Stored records
---
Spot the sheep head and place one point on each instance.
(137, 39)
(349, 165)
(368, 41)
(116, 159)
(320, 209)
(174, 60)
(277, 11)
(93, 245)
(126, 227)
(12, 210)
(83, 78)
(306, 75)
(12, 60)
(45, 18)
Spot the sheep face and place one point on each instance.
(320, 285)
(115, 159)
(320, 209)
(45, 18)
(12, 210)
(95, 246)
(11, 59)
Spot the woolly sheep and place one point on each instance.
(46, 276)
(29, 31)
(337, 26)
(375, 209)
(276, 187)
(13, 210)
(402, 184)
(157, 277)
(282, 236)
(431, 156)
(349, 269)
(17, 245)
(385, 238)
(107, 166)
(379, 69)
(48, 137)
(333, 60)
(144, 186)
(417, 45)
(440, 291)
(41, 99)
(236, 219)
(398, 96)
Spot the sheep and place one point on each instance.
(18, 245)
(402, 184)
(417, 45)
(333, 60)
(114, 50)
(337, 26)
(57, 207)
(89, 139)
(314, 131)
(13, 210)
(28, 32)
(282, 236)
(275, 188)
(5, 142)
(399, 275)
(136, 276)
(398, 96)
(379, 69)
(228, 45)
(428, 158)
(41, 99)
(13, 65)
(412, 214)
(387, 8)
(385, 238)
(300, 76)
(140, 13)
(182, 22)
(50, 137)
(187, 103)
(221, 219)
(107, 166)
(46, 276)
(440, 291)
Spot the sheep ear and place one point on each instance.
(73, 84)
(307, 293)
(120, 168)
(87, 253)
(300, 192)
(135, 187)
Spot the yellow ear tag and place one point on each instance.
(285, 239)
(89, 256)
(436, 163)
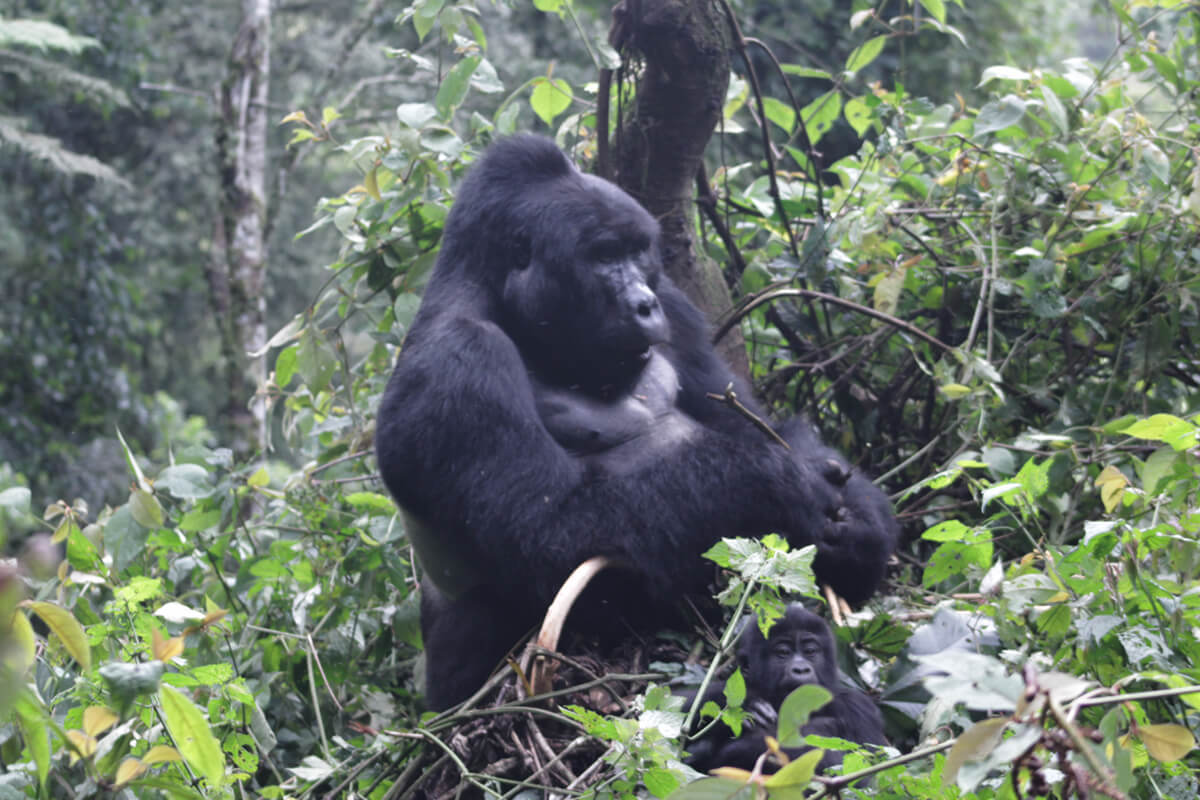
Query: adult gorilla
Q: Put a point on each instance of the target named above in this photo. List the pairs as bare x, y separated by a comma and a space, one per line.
550, 405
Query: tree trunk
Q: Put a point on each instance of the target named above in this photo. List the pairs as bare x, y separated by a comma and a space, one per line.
684, 46
238, 276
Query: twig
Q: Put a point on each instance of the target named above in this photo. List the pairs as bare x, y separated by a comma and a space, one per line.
767, 296
731, 398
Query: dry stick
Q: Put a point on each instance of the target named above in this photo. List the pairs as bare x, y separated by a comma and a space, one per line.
767, 296
541, 671
731, 398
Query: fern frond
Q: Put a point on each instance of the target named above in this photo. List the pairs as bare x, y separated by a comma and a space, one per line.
30, 68
51, 150
43, 36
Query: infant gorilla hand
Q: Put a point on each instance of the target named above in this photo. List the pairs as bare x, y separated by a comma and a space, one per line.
847, 517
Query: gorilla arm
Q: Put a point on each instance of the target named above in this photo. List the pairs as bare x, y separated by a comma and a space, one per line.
463, 450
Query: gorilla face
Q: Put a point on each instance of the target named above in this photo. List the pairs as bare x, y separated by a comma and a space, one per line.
798, 651
581, 301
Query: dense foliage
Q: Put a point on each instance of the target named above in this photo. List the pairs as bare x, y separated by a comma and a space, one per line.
994, 308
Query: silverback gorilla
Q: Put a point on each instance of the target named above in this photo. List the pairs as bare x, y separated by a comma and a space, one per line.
550, 405
798, 651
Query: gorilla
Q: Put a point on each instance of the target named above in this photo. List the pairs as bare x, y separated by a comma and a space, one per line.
550, 404
798, 651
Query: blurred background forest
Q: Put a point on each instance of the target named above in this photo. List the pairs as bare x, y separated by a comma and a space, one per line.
961, 236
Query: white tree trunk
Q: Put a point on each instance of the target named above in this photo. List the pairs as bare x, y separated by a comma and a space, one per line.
240, 240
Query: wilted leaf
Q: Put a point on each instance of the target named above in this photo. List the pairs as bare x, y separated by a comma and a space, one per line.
1111, 482
64, 625
161, 755
975, 744
96, 720
84, 746
166, 649
1167, 743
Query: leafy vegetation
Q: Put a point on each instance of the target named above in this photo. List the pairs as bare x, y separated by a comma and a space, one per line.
995, 307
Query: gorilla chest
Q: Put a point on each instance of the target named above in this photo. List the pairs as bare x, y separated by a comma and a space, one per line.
622, 433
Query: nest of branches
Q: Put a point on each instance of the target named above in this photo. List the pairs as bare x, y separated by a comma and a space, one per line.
509, 737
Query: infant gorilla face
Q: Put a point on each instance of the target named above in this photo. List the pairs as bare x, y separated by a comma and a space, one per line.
798, 651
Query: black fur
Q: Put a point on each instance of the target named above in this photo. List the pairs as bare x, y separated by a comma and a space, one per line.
798, 651
550, 405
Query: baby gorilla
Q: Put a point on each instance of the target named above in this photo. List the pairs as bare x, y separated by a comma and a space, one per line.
799, 651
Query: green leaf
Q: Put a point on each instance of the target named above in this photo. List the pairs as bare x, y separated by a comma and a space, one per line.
34, 729
660, 782
820, 115
371, 501
858, 114
551, 98
145, 510
414, 115
315, 361
715, 788
865, 53
779, 113
798, 773
936, 7
16, 499
286, 366
1000, 114
185, 481
66, 627
952, 530
454, 88
124, 537
1180, 434
1167, 743
192, 735
736, 690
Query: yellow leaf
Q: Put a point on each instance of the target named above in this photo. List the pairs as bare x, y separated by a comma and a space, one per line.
64, 625
166, 649
976, 743
130, 769
161, 755
1167, 743
731, 773
96, 720
295, 116
1111, 482
83, 746
371, 182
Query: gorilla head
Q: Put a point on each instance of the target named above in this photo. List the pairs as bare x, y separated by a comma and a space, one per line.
573, 260
798, 651
550, 404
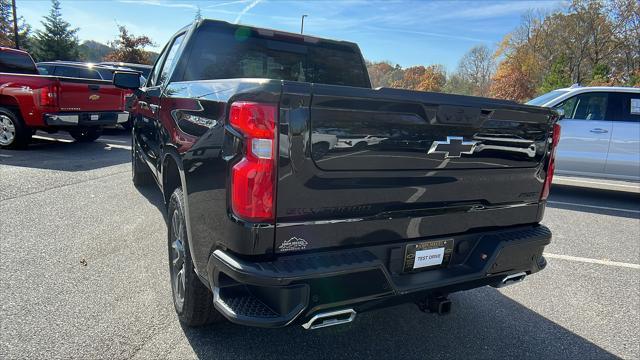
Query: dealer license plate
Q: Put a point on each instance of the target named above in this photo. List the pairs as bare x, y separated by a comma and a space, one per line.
427, 255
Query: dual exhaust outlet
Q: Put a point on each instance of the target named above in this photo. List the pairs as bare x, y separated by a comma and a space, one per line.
330, 318
439, 305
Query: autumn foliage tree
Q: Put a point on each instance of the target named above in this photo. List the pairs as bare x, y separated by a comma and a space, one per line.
130, 48
511, 82
430, 78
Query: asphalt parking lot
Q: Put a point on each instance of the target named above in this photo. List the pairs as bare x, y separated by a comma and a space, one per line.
84, 274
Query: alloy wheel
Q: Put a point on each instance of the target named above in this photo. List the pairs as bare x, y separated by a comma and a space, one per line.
177, 259
7, 130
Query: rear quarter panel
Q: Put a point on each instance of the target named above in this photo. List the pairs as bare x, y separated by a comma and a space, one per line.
194, 125
22, 91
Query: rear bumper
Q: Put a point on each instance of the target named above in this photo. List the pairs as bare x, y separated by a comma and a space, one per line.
294, 288
100, 118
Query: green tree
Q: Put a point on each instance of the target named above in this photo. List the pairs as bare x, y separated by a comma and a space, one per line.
7, 37
601, 75
58, 40
558, 76
476, 68
130, 48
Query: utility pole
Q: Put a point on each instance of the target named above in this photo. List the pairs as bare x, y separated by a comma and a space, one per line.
301, 25
15, 24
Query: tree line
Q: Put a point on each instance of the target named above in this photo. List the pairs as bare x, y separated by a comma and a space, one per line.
58, 40
592, 42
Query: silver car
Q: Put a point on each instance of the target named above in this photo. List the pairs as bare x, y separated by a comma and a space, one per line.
600, 131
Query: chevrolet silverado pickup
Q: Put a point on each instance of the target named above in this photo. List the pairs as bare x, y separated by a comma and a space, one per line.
263, 230
30, 102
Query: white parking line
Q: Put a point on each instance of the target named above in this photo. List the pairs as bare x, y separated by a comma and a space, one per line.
592, 261
594, 206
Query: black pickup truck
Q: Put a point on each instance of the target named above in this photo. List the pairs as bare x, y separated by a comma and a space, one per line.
297, 194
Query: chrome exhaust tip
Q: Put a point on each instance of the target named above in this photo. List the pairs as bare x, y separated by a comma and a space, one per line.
512, 279
331, 318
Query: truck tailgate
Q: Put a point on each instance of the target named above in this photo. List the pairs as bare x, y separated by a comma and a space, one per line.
89, 95
361, 166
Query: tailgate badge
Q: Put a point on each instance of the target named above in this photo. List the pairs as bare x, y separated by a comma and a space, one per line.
454, 147
293, 244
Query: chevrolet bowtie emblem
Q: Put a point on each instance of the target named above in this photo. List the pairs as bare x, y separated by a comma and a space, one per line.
454, 147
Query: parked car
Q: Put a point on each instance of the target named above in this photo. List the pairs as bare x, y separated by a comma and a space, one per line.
142, 68
269, 236
600, 131
102, 71
30, 102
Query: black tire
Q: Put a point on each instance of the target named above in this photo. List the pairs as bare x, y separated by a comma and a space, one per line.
319, 150
14, 134
128, 125
86, 134
140, 174
195, 307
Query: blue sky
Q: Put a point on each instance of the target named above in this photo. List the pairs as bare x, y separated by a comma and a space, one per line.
403, 32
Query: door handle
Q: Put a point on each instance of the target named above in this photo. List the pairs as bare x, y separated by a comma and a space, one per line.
599, 131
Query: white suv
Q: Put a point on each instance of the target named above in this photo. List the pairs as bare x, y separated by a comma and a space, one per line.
600, 131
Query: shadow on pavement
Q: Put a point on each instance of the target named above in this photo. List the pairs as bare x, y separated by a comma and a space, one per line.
483, 324
60, 152
596, 201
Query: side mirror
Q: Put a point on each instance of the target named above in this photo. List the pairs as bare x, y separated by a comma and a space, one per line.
126, 80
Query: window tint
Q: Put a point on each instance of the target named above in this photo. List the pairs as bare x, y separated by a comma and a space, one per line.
220, 52
588, 106
85, 73
544, 98
44, 70
634, 105
17, 63
77, 72
106, 74
65, 71
625, 106
170, 60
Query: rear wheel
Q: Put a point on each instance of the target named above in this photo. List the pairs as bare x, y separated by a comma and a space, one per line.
86, 134
14, 134
192, 300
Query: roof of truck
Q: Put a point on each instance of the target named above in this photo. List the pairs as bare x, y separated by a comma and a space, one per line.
272, 32
577, 88
17, 51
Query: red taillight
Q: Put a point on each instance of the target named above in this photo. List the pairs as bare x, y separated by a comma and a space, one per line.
555, 139
253, 177
49, 96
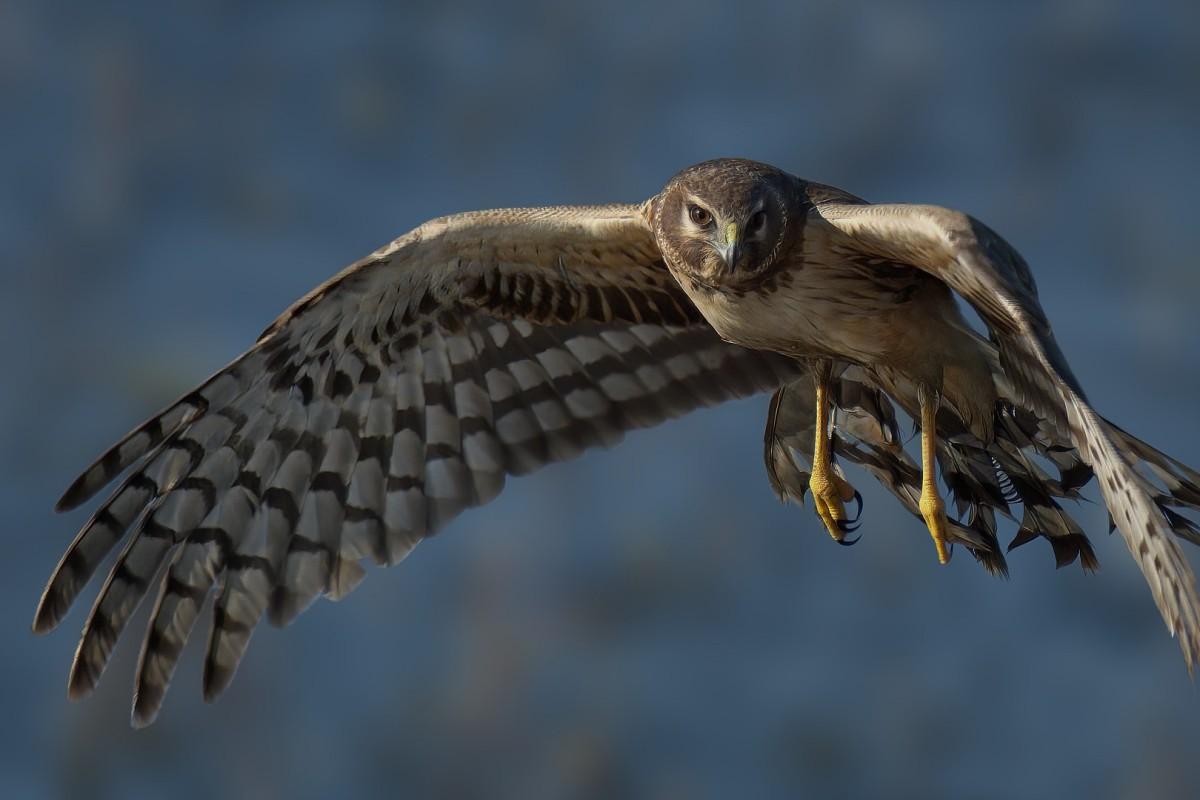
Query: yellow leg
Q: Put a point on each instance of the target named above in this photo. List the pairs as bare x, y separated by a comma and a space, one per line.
931, 506
831, 492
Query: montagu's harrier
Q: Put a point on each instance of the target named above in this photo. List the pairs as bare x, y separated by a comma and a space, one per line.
406, 388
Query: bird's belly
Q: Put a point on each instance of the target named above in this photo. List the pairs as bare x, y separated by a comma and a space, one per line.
793, 322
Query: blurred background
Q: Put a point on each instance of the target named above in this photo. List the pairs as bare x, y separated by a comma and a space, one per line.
647, 621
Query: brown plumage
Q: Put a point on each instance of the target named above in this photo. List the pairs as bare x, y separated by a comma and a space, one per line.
483, 344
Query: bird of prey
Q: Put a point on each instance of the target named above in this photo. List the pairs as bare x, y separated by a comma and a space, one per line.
481, 344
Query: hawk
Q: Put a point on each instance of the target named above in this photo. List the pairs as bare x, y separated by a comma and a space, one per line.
485, 344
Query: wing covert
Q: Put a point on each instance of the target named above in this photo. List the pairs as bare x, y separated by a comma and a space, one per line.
376, 409
991, 276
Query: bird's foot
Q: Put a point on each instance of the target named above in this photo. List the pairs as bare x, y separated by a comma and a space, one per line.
933, 509
831, 493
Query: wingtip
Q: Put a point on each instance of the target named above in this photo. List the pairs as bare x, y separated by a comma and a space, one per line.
73, 497
48, 613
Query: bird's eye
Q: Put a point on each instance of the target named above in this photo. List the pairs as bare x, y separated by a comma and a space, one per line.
699, 215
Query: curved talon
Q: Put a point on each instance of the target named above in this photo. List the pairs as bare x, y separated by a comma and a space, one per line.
858, 510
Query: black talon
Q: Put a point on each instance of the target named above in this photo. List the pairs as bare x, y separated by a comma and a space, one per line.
858, 511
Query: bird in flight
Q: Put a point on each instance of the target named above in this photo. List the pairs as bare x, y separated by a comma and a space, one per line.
406, 388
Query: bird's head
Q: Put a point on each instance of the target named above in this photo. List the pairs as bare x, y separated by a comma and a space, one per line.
725, 222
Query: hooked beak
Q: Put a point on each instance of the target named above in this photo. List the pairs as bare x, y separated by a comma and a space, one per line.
732, 248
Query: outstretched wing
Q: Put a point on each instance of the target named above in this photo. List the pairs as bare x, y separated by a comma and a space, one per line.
377, 408
991, 276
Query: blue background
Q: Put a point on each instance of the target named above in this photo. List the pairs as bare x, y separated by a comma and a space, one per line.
645, 621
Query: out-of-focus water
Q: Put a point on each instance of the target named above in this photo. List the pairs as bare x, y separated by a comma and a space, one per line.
646, 621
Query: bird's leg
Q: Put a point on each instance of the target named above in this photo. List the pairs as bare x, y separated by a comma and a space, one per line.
831, 492
933, 509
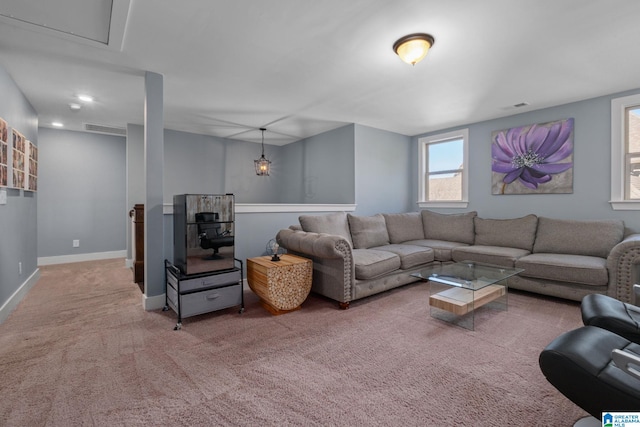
---
• Work to be completed: Rewrite the stretch of records from the line containing "Query: bird's leg" through the end of the records, with every line kept (requests included) but no pictures. Multiply each point coordinate in the answers by 1.85 and round to whole numbers, with halves rounded up.

• Exercise answer:
Query: bird's leg
Q: Put a point on each instance of the target named above in this photo. List the pairs as bare x, y separated by a comma and a space, one per line.
1537, 910
1726, 942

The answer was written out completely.